[begin Information given]

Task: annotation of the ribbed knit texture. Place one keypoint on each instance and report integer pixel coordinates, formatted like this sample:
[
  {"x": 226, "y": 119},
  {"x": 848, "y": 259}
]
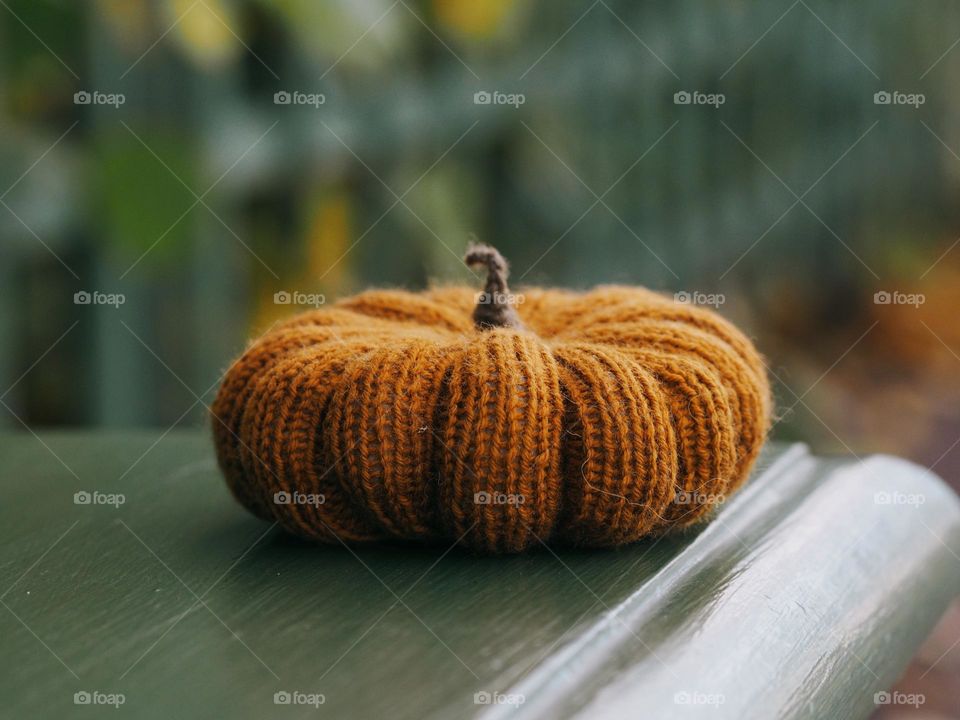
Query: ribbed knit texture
[{"x": 608, "y": 416}]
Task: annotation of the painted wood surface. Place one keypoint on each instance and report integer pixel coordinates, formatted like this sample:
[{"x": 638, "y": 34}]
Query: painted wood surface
[{"x": 807, "y": 594}]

[end Information given]

Write out the whole listing above word for word, but leave out the pictures.

Task: annotation of the ribbed knit texture. Place one keypoint on each instance and report integer pixel coordinates, formatted like this sample:
[
  {"x": 226, "y": 119},
  {"x": 848, "y": 259}
]
Query: ribbed knit texture
[{"x": 608, "y": 416}]
Task: annotation of the painted wood surface. Place one keypoint on each instance and report integer pixel coordinates, formatted like this sample:
[{"x": 638, "y": 34}]
Query: painted wood surface
[{"x": 807, "y": 594}]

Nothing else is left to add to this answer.